Input data:
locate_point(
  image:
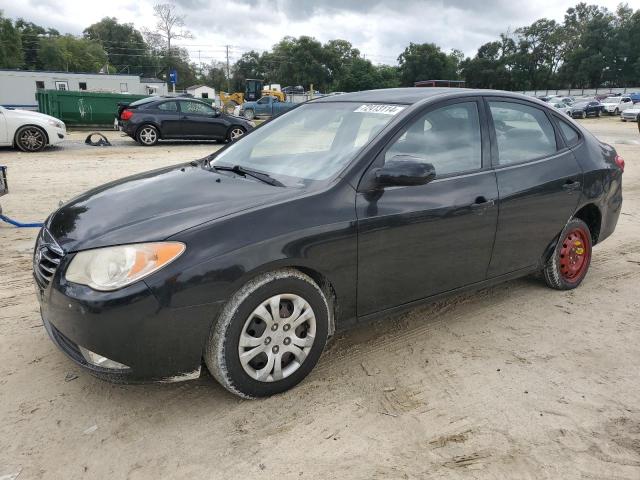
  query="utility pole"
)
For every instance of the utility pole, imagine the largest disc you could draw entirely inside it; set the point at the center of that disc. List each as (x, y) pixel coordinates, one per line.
(228, 72)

What to produce: Images in the data above are to be skipped. Retype all other material exactly.

Exercise solution:
locate_point(
  image:
  query="utility pole"
)
For every instance of the utility pole, imagine the largest disc you could draw entirely inside it; set the point at the center of that disc. List each as (x, y) pixel coordinates, one per line.
(228, 72)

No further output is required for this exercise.